- Source passage -
Healthcare is a human right and one which we are lucky to have provided for us by the state in the UK.

While privatised healthcare systems are rarer than proponents on the other side of the Atlantic might have you think, there are still major threats to the sanctity of the NHS at present – not to mention the delicate healthcare research ecosystem of the UK.

Consistent administrative failures, doubled by consistent government failures to maintain proper funding, have enabled NHS care standards to fall in many areas. Meanwhile, the UK’s departure from the European Union has hampered the UK’s standing internationally with regard to medical research and healthcare innovation. But outside of these geopolitical issues stands a much more fundamental concern, which could rock the global healthcare community: the ethics of new health technology.

[Excerpts from a dataset]
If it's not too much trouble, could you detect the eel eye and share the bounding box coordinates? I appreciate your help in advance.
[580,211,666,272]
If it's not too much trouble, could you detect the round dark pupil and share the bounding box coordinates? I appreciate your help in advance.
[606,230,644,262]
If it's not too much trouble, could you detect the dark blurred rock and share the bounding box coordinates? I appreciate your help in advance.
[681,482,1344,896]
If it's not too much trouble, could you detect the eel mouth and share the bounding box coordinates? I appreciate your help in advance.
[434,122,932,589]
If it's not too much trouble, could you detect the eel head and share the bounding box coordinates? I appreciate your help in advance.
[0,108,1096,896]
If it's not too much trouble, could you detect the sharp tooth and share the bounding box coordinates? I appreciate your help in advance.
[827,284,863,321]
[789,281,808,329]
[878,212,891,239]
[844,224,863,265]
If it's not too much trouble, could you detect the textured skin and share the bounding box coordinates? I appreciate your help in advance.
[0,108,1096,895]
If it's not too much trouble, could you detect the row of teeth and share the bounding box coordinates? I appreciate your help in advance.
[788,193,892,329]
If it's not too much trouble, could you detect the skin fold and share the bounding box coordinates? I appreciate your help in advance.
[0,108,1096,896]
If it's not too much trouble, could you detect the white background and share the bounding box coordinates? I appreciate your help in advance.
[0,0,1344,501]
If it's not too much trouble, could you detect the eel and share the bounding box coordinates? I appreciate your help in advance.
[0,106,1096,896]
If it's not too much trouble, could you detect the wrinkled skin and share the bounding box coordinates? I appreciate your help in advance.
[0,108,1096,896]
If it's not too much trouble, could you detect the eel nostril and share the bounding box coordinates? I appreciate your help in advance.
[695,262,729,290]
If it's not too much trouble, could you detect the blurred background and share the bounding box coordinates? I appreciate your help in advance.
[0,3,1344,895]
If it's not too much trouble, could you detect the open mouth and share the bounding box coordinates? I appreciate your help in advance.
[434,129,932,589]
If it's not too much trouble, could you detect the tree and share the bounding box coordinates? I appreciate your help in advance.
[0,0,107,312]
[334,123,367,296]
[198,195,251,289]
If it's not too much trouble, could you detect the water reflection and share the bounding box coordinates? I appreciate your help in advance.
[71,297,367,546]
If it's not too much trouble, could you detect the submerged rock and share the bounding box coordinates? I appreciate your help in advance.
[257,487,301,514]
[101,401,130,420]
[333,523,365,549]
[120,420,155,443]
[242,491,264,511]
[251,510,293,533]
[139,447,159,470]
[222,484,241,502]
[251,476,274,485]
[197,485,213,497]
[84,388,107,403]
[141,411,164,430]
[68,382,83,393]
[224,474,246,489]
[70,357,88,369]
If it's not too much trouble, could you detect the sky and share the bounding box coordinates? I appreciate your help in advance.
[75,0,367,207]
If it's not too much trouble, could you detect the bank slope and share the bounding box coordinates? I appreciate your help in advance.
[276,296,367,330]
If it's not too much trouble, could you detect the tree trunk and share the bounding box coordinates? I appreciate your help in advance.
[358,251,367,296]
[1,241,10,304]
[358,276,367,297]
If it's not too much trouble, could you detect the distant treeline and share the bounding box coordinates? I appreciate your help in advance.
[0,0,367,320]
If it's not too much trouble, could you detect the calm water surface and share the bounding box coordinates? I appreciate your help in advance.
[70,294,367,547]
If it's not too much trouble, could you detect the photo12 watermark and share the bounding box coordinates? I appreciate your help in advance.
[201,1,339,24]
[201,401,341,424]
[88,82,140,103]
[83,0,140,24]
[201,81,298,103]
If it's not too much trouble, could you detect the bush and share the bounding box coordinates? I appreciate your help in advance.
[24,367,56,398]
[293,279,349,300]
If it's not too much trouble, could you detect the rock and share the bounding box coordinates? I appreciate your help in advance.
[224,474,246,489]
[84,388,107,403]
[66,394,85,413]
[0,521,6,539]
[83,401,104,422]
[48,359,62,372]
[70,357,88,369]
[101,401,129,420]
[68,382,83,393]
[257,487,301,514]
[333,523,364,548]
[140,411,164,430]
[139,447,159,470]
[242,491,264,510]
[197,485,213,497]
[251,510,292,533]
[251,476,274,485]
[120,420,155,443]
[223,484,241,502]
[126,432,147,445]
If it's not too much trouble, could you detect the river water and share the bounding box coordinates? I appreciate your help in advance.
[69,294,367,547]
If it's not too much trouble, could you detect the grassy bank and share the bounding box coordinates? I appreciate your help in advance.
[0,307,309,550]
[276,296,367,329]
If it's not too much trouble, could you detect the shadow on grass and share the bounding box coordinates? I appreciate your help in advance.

- Task prompt -
Condense the paragraph of the UK healthcare passage that begins "Consistent administrative failures" into a short list of its main points.

- Task answer -
- Repeated administrative failures, together with the government's repeated failure to keep funding at a proper level, have let NHS care standards drop in many areas.
- Leaving the European Union has weakened the UK's international standing in medical research and healthcare innovation.
- A more basic concern than these geopolitical issues, one that could shake the global healthcare community, is the ethics of new health technology.